What you are asked to do:
Count how many lines of the listing below contain the string "child", and reply with only that number.

[Object location annotation data]
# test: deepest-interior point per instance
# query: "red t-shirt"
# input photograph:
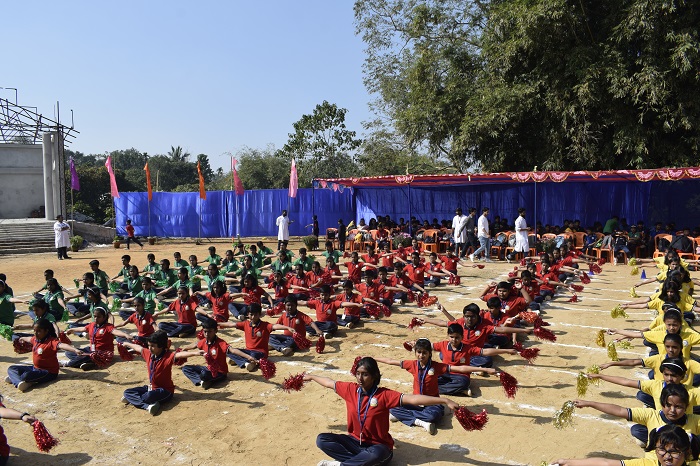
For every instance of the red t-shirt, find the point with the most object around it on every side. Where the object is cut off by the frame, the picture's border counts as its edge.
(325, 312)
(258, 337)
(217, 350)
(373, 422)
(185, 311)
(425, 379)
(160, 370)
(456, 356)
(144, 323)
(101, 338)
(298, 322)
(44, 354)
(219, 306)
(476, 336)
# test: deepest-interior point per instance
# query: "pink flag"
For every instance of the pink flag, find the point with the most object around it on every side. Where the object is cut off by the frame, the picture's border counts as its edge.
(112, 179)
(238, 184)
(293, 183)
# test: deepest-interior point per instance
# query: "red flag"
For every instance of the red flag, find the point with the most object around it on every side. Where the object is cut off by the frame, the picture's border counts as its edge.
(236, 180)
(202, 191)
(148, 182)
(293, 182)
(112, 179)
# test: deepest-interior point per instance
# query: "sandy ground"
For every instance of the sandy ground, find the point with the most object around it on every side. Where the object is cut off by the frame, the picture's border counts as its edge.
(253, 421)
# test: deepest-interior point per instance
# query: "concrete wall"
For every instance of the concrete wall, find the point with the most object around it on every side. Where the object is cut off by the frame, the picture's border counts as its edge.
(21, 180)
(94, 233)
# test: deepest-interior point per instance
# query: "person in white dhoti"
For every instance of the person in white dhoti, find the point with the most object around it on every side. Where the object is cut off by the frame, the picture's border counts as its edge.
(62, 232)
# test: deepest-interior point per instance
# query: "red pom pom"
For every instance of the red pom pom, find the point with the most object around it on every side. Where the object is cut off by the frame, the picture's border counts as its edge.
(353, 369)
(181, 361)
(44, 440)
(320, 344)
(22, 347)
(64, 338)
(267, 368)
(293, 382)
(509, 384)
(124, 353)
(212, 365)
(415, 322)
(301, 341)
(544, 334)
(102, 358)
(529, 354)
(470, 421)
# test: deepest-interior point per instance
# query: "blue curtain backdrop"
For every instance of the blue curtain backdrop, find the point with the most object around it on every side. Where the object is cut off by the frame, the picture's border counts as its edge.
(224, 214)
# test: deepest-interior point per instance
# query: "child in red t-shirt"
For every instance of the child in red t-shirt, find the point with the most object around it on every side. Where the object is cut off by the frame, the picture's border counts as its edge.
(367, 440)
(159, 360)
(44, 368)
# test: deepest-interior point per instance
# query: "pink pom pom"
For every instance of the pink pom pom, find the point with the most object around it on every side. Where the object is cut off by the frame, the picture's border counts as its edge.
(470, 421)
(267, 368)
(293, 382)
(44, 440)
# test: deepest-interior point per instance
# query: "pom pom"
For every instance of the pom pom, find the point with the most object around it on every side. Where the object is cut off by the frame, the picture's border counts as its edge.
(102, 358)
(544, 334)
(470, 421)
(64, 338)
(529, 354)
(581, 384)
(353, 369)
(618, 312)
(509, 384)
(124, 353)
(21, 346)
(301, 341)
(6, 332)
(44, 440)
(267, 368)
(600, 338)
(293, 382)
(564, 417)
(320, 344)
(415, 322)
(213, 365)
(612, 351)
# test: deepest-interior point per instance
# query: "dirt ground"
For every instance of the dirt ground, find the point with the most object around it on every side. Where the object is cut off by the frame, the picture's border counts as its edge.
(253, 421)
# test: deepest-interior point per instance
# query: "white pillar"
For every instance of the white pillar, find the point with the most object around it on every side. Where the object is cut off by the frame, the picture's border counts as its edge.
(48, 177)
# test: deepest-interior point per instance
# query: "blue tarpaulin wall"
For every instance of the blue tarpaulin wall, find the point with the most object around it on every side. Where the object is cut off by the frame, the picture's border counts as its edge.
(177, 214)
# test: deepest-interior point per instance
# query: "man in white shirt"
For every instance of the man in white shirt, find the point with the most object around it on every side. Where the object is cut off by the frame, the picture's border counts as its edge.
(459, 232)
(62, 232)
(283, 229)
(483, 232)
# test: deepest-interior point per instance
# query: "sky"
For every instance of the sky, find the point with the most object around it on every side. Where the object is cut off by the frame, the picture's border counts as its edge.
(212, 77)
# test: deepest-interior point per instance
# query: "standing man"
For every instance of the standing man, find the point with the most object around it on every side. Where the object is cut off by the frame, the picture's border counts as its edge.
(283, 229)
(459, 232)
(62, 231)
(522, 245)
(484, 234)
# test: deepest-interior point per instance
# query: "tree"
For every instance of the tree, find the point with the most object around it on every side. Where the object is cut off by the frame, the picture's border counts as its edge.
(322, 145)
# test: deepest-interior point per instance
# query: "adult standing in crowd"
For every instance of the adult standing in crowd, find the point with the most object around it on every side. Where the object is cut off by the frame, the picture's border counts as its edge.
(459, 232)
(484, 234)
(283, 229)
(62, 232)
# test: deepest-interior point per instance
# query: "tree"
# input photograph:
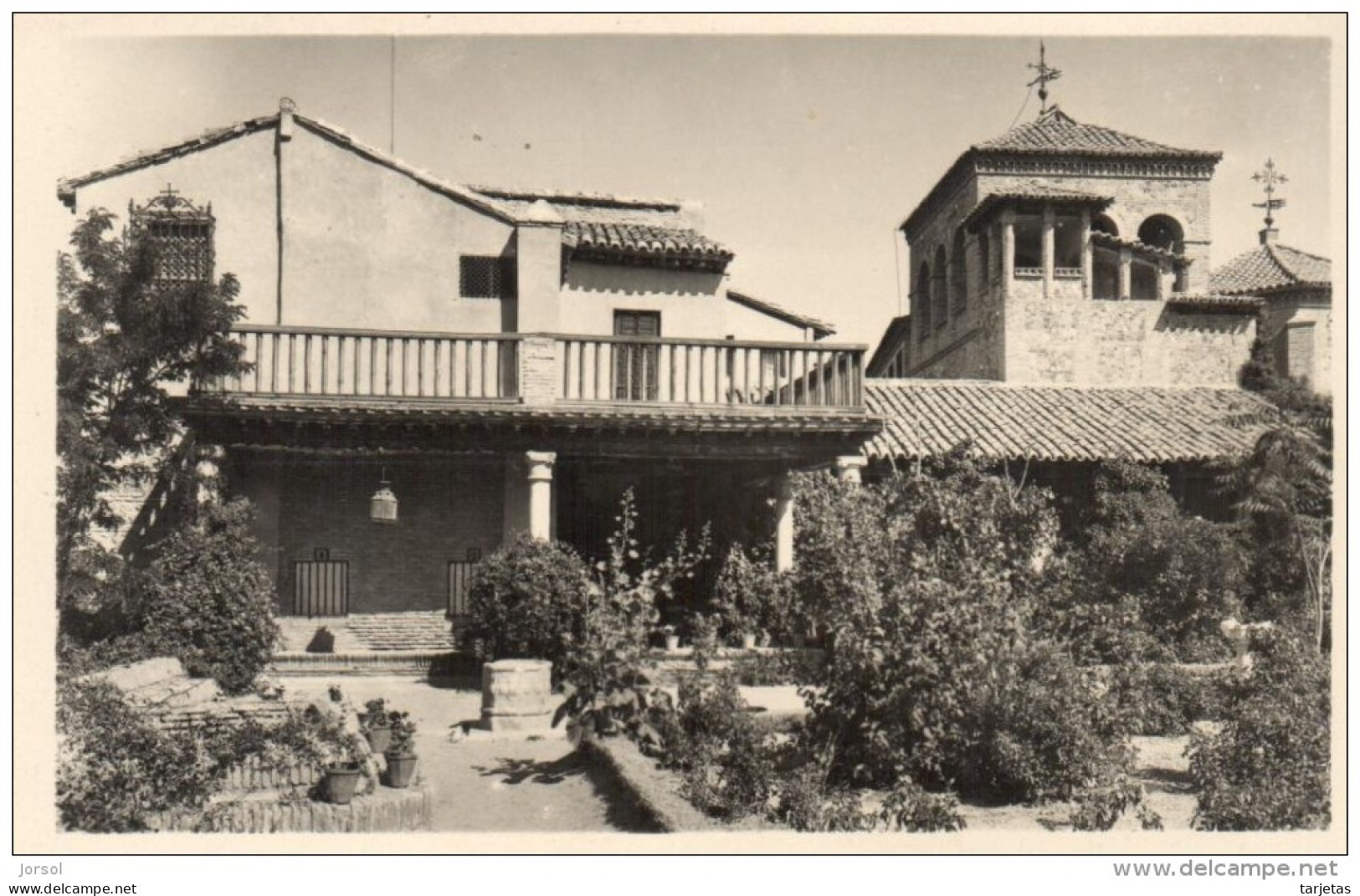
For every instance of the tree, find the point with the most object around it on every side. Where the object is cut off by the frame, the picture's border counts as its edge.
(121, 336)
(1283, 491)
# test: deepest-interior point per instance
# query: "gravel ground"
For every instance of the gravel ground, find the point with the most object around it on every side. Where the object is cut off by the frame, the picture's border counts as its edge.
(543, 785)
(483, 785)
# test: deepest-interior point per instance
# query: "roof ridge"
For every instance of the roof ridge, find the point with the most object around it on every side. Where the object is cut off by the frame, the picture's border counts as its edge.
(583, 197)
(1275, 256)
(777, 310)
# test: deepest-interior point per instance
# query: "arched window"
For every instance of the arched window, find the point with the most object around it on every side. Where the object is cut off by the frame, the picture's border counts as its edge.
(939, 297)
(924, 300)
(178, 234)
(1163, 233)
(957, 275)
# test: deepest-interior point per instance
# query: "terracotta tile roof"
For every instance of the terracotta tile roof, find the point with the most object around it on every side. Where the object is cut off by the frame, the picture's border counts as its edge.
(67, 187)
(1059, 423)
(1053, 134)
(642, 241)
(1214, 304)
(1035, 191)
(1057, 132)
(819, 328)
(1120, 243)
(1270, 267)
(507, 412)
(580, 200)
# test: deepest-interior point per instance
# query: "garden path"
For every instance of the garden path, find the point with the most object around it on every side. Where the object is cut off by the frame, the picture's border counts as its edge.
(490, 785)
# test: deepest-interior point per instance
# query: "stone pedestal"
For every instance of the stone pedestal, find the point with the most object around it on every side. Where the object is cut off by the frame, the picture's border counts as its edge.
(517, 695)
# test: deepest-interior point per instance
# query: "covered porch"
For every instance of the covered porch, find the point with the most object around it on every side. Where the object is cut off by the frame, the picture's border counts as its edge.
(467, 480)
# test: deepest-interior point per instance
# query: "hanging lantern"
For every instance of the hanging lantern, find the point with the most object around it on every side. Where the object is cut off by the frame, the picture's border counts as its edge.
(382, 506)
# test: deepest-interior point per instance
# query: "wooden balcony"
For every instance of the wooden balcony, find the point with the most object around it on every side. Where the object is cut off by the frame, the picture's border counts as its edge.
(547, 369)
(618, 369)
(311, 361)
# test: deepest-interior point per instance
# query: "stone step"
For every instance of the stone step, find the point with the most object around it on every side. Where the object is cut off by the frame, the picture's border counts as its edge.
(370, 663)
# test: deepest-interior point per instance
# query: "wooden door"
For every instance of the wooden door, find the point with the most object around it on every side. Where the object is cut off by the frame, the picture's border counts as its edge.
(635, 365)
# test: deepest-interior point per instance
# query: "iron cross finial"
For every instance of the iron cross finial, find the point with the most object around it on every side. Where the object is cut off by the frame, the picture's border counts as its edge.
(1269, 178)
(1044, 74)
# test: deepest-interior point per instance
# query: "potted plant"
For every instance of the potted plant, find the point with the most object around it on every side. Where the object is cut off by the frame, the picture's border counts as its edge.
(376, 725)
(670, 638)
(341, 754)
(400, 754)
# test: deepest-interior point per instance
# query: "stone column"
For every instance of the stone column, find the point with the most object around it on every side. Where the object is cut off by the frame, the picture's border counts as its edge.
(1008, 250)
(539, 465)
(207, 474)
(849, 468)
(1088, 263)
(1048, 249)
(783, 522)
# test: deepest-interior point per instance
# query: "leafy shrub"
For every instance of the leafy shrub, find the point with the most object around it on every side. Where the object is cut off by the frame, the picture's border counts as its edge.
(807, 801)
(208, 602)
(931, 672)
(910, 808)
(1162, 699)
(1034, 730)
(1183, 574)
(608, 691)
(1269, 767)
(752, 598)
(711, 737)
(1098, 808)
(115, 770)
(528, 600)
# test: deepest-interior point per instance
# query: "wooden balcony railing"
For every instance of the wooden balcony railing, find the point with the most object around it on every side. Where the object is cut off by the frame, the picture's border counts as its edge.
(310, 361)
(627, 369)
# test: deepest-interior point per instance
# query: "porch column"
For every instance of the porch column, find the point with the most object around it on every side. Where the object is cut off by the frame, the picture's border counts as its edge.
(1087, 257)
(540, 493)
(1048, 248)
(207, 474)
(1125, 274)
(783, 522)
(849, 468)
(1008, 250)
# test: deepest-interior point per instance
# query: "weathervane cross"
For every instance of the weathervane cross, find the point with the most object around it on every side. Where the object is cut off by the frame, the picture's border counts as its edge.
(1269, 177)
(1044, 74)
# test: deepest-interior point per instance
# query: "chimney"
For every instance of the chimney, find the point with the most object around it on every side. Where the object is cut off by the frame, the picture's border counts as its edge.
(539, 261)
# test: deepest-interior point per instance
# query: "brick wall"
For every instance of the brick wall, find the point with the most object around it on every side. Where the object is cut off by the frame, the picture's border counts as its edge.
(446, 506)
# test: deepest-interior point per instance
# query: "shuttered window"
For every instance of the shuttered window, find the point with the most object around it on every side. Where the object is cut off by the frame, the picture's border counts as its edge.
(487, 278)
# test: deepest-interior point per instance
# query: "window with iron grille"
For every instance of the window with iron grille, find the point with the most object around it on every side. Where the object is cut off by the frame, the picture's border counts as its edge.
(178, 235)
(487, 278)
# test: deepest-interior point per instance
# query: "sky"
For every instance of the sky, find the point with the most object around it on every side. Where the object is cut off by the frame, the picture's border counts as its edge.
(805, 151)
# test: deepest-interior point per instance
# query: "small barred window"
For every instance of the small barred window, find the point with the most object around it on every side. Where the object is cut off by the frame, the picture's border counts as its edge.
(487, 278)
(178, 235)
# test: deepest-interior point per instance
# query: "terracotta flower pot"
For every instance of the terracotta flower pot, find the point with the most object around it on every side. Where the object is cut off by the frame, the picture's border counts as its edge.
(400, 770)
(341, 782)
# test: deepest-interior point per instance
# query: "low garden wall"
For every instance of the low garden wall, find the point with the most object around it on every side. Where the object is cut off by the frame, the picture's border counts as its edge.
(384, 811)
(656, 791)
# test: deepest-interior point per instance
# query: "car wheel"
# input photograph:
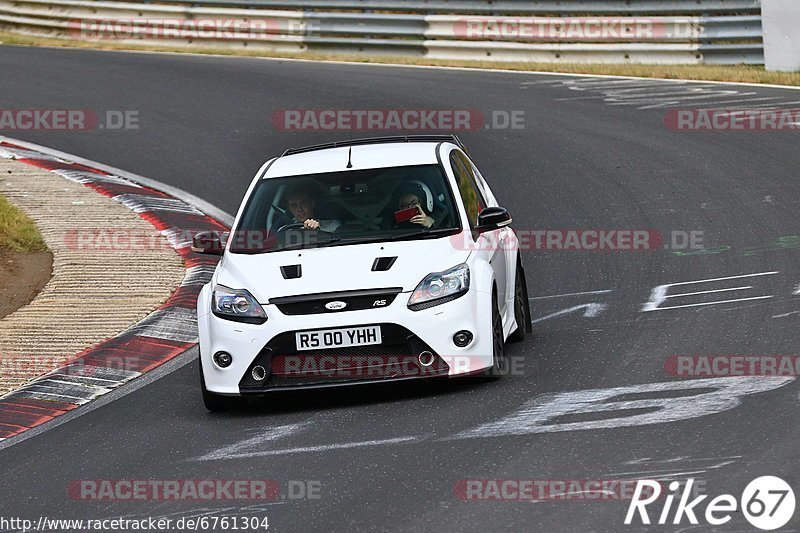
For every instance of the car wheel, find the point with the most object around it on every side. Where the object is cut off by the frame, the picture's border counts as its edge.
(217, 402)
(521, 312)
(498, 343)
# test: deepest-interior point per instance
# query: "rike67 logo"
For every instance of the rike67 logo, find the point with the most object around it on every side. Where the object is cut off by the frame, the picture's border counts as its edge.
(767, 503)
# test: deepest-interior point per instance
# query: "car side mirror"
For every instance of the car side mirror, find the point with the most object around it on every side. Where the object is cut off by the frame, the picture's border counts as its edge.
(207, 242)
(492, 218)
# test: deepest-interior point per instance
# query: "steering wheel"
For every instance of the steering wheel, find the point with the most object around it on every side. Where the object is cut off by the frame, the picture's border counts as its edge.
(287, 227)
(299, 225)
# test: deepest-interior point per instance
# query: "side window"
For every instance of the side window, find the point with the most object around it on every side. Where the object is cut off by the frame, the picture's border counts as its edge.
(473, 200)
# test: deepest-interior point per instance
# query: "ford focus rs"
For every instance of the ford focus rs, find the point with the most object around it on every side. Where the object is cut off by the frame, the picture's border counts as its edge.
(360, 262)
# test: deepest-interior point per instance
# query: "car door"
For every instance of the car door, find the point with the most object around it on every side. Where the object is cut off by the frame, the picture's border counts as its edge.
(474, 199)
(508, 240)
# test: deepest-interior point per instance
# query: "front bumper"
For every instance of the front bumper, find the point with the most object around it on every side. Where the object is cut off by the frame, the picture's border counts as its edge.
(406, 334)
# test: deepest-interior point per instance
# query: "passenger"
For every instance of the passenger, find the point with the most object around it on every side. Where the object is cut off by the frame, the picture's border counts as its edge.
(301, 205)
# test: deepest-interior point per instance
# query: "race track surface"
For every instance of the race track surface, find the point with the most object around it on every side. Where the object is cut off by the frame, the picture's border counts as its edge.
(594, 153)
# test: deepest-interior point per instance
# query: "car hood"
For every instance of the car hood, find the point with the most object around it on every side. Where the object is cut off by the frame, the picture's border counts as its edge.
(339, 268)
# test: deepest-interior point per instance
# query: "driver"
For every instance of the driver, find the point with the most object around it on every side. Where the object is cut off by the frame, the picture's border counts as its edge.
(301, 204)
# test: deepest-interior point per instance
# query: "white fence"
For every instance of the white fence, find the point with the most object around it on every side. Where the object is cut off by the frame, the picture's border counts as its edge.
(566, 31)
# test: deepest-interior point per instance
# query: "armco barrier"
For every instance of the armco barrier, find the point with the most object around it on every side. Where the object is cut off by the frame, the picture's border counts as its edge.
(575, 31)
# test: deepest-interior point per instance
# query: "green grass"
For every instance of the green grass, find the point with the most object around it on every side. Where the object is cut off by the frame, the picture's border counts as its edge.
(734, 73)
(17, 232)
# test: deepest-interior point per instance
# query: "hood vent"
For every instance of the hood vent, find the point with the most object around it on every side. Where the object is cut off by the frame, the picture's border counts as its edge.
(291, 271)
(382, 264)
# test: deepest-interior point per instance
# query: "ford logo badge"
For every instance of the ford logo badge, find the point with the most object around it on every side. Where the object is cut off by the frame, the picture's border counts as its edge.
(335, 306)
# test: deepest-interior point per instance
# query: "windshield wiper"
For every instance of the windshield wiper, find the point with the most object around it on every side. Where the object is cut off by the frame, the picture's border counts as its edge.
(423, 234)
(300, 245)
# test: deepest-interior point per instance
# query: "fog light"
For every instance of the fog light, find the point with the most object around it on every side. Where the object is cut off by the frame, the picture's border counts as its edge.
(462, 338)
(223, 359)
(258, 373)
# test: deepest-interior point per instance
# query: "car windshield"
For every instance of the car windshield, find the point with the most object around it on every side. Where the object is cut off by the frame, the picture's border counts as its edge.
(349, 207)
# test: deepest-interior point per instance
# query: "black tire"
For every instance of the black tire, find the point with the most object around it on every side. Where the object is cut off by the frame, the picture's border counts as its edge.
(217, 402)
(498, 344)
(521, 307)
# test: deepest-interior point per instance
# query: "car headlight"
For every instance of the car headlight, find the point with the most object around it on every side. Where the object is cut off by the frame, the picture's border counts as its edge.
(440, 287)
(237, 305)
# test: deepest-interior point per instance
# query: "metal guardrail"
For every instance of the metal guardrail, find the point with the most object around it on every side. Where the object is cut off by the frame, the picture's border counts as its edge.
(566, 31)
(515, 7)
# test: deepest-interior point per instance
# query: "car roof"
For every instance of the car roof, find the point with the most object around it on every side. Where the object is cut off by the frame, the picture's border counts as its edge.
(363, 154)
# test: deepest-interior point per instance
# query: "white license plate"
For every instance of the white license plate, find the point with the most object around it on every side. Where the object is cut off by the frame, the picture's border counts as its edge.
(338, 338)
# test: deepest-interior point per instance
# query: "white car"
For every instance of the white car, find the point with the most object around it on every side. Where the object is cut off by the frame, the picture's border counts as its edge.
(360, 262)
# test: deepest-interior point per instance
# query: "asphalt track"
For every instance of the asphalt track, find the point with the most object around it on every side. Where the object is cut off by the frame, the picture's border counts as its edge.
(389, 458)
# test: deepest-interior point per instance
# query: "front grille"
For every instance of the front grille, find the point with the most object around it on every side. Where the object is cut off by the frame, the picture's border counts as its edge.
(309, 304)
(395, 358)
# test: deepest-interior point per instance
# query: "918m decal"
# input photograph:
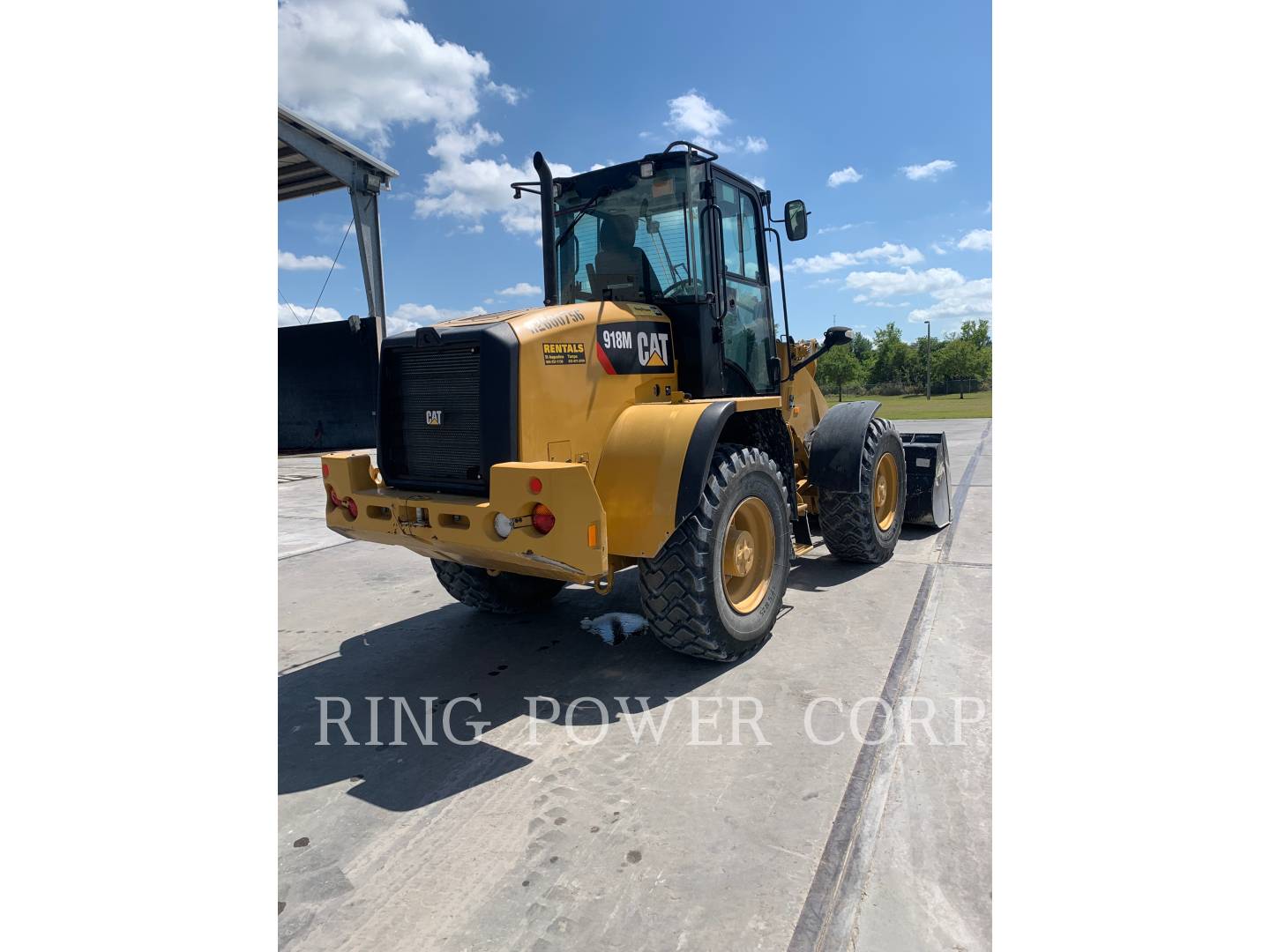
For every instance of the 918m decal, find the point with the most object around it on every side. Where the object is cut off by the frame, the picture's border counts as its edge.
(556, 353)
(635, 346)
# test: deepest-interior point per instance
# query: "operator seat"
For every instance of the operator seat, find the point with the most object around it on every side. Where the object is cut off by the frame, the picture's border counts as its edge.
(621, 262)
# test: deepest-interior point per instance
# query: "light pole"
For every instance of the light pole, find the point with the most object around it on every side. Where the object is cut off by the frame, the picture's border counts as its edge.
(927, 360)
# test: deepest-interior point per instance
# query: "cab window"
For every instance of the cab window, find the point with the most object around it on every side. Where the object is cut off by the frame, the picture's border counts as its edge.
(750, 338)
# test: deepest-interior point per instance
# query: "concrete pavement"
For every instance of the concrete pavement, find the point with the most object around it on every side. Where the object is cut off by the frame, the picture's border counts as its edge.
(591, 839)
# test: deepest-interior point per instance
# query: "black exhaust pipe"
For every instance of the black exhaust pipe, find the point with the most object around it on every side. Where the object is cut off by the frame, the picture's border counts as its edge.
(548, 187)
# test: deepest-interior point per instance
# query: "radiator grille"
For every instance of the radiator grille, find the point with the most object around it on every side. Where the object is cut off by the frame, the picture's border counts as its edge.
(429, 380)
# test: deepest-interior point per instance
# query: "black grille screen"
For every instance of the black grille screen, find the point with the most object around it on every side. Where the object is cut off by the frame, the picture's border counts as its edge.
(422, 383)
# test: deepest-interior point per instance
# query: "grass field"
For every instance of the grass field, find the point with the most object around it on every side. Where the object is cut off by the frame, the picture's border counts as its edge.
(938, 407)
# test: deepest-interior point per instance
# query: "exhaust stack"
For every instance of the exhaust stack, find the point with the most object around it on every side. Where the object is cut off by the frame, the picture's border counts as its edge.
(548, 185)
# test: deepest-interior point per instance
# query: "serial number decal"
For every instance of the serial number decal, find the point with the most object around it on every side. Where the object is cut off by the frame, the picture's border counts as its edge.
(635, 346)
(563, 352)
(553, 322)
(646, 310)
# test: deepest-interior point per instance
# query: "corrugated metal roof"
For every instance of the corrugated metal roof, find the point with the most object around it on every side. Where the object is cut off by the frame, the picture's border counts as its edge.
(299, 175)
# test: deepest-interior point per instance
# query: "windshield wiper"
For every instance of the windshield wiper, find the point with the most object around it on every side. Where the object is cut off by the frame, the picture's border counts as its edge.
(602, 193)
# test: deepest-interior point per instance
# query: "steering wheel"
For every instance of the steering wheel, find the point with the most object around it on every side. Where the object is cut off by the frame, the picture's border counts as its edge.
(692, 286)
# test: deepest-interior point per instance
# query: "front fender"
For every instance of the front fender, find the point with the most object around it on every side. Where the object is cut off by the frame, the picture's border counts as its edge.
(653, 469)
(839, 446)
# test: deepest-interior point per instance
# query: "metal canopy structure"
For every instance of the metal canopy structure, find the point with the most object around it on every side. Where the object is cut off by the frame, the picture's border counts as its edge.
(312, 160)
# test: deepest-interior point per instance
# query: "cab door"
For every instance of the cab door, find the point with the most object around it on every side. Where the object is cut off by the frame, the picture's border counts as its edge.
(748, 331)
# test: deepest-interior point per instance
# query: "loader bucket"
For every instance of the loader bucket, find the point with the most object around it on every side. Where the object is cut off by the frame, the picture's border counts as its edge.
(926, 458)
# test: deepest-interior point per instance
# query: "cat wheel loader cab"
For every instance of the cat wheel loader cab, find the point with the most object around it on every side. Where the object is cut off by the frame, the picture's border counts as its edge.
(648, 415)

Expected answer:
2